Exercise:
When you reach the entries, transcribe each one exactly.

====================

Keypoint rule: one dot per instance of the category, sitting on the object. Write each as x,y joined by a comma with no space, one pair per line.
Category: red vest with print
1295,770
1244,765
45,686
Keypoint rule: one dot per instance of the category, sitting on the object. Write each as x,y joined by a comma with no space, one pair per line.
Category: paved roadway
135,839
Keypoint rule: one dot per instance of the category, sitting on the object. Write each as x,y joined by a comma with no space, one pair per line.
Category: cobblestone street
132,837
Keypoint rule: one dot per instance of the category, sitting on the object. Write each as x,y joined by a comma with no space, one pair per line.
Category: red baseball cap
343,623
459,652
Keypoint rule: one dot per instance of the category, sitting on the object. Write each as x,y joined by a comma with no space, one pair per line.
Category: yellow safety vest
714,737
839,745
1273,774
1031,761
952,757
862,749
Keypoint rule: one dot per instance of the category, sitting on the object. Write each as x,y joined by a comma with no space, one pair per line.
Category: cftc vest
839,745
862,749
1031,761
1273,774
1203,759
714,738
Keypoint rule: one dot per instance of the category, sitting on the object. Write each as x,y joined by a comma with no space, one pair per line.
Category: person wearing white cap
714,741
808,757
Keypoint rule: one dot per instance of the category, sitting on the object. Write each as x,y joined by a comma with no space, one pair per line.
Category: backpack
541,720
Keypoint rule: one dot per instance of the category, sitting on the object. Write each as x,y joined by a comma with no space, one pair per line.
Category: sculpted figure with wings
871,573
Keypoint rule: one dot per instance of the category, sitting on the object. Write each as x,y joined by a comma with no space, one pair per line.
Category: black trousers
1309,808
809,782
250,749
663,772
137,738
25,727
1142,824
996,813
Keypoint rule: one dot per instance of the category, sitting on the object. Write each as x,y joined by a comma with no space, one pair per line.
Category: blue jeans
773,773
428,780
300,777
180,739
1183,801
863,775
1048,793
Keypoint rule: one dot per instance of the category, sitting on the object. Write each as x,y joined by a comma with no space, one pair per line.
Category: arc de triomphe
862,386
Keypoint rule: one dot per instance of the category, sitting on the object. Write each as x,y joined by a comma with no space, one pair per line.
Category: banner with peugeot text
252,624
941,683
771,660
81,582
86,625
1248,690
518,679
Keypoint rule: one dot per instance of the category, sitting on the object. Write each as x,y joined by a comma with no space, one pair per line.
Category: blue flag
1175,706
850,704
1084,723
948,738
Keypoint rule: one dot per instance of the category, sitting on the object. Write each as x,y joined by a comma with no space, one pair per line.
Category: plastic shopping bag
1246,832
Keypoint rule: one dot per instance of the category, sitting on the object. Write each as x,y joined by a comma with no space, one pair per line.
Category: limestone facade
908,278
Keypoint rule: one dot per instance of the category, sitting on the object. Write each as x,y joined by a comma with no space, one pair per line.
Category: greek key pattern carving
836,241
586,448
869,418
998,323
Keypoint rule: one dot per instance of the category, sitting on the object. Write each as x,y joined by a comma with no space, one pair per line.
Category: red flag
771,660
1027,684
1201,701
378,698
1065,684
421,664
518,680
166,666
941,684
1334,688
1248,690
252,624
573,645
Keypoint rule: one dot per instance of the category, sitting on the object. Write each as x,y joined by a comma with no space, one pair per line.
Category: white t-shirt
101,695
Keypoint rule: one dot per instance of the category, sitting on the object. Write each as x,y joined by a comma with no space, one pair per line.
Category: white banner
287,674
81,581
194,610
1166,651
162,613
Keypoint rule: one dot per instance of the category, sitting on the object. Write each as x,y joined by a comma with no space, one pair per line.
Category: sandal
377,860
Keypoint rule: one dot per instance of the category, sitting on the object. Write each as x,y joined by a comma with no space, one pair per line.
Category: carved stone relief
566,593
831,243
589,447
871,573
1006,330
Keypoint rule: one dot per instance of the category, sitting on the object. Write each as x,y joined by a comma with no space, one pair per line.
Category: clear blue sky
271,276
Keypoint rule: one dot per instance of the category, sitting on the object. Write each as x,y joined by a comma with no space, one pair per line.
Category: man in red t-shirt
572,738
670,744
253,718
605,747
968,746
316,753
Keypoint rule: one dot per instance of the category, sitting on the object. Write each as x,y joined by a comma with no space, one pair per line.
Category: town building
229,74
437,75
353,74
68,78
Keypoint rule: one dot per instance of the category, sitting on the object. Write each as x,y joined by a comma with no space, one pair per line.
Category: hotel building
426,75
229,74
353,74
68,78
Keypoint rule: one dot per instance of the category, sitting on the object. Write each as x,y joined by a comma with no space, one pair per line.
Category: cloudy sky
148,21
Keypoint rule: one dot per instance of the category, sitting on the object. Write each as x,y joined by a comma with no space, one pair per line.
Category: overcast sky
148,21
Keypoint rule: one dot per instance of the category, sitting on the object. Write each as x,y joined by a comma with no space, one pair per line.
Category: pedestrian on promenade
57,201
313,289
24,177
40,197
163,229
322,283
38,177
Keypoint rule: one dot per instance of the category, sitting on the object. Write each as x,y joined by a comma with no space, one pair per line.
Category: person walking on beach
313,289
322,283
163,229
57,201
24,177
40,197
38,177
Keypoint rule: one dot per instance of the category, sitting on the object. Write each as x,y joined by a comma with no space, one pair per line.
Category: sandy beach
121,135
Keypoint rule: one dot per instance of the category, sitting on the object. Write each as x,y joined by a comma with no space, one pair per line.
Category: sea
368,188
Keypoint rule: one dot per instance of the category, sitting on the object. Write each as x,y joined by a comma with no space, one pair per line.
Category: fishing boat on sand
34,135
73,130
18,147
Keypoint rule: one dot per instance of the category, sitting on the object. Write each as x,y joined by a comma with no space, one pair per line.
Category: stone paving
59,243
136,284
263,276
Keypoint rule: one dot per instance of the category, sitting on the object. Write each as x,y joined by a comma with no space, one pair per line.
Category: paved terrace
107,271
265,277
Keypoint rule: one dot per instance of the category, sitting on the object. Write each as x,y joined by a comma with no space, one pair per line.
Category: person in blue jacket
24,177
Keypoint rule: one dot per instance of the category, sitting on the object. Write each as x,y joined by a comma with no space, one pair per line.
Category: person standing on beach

====================

Answer:
Keypoint rule: one dot per instance of the category, sitting on the object. Write each as x,y joined by a comma with no space, one pair per line.
Category: red vest with print
1295,770
1244,765
45,686
Keypoint rule: one dot per instance of the category, sitting on the object. Write each as x,y joined by a comma with no space, one pair per line.
Category: paved roadway
135,839
Keypoint rule: one dot per instance of the category, sitting on the object. Write each as x,y joined by a comma with no space, one pair per line.
Category: cobblestone street
132,837
Keypoint rule: one dot per instance of the category, sitting on the object. Write each as x,y joined by a comma with no space, one pair per line.
Category: red baseball cap
343,623
459,652
Keypoint rule: one dot per instance of the category, sitting on the object. Write each as x,y joined by a comma with no space, one pair per line.
Category: yellow safety vest
714,737
839,745
1273,774
1031,761
952,757
862,749
Keypoint rule: one dot per instance of the category, sitting on the object. Write each as x,y joined by a comma with no space, one pair per line.
Category: cftc vest
839,745
862,749
1031,761
1273,774
1203,759
714,738
Keypoint rule: one dot per instance of the category, sitting on the object. Write each as x,y joined by a comma with no space, one pair per line.
Category: person wearing white cap
714,741
808,757
Keypoint rule: one dot per instance of the category, sitting on the object. Write each as x,y joined by a comma with no space, one pair per line.
Category: backpack
541,720
Keypoint rule: one dot per instance of the category, sitting on the object. Write each as x,y joined by a comma with no space, one pair per line.
Category: sculpted figure with wings
871,573
Keypoint rule: one dot per instance of the category, sitting on the object. Write each as x,y joined by a comma with no space, one pair per line.
Category: black trousers
1309,808
809,782
250,749
663,772
137,738
25,727
1142,824
996,813
Keypoint rule: one dot per instance of the category, sitting on the object. Write each as x,y joined by a comma with no space, one pair per line.
Category: blue jeans
773,773
428,780
300,777
180,739
1183,801
863,775
1048,793
Keypoint rule: one dot per instance of the category, sitting on the object. Write each as x,y joined by a comma with no space, one pair per line.
Category: arc de triomphe
862,386
Keypoint rule: one dot per instance of the category, sitting on the object. Write each as x,y joined by a comma with no space, one pair per line.
Category: banner with peugeot text
252,624
941,683
771,660
81,582
86,625
1248,690
518,679
Keypoint rule: one dot per instance of the category, sitting on the object. Write each as x,y joined by a comma with no space, one pair per line.
Category: blue flag
1175,706
850,704
1084,723
948,738
Keypoint rule: one dot per instance of the category, sitting on the object. Write each as x,y joined by a comma with no space, one pair per line.
Category: plastic shopping bag
1246,832
Keypoint rule: one dot per instance of the category, sitting on the object. Write each as x,y joined by a comma with no space, one pair per line.
Category: limestone facade
908,278
Keypoint rule: one dot per instance of the category, sitting on the object. Write each as x,y joined by a comma with no space, one pair per line.
Category: greek key pattern carving
836,241
586,448
869,418
998,323
Keypoint rule: one dot per instance of the category, sitting on the object. Write each as x,y joined by a comma with no space, one pair per line.
Category: red flag
771,660
1027,684
1201,701
378,698
1065,684
421,664
518,680
166,666
941,684
1334,688
1248,690
252,624
573,645
Keypoint rule: one dot per instance of the category, sitting on the object. Write each as x,y joined by a comma with no space, one pair per line.
Category: white t-shirt
101,695
Keypoint rule: one dot per instance of the category, sitting on the object. Write each as x,y joined by a comma with no space, one pair per line.
Category: white banner
287,674
81,581
194,610
1166,651
162,613
Keypoint rule: one dot per instance of the category, sitting on the object. Write each as x,y joined by a comma with no space, one pair per line.
Category: sandal
377,860
Keypoint rule: one dot per instance of the category, sitting on the object. Write each as x,y joined by a comma with no space, one pair per line.
Category: carved stone relief
566,593
831,243
589,447
871,573
1006,330
Keypoint rule: one dot per instance of the category, sitting on the object. Write each as x,y joined by a comma with no space, one pair per line.
Category: clear blue sky
271,276
Keypoint rule: one dot per instance of the category, sitting on the object. Write each as x,y joined by a comma with no space, one pair per line.
Category: man in red t-shirt
572,738
670,744
253,718
605,747
968,746
316,753
Keypoint rule: one dot per instance of the category, sitting on the object. Write each as x,y joined by a comma with no space, one pair per line.
Category: town building
229,74
437,75
353,74
68,78
Keypoint rule: one dot per instance of the category, sitting on the object. Write each as x,y joined by a comma with no space, one pair per line.
Category: hotel building
426,75
229,74
353,74
68,78
Keypoint rule: one dot per instance of the category, sitting on the object. Write each as x,y joined by a comma with no space, one pair per line.
Category: cloudy sky
148,21
Keypoint rule: one dot per instance of the category, sitting on the object. Write each as x,y joined by a comma with no space, one pair per line.
Category: overcast sky
148,21
Keypoint rule: one dot per instance of the category, sitting on the object. Write each as x,y joined by a comma with no space, one pair per line.
Category: pedestrian on promenade
57,201
313,289
24,177
40,197
163,229
322,283
38,177
Keypoint rule: one dot per instance of the category, sitting on the object. Write each as x,y joined by a comma with no space, one pair per line.
Category: person walking on beach
313,289
322,283
163,229
57,201
24,177
40,197
38,177
Keypoint rule: one dot per instance of the category, sitting on the object. Write each as x,y joined by a comma with no space, one pair per line.
Category: sandy beach
121,135
Keypoint rule: one dot per instance of the category, sitting on the object. Write each as x,y joined by a comma with no space, one pair per line.
Category: sea
368,188
Keypoint rule: one dot per instance of the category, sitting on the object. Write each as x,y joined by a comma with no space, one pair per line.
Category: fishing boat on sand
34,135
73,130
18,147
Keypoint rule: one dot per instance of the category, sitting on the object. Write each as x,y joined by a comma with no space, one pair per line.
Category: stone paving
59,243
136,284
263,276
Keypoint rule: one dot per instance of the category, sitting on the object. Write each as x,y joined by a comma with no space, one pair per line.
Category: paved terrace
107,271
265,277
Keypoint rule: one dot per instance of the category, sitting on the object. Write each as x,y joined by a comma with no space, one pair per line.
Category: person in blue jacket
24,177
Keypoint rule: one dot per instance of the category, sitting on the object. Write each as x,y joined by a comma with no space, one pair per line.
Category: person standing on beach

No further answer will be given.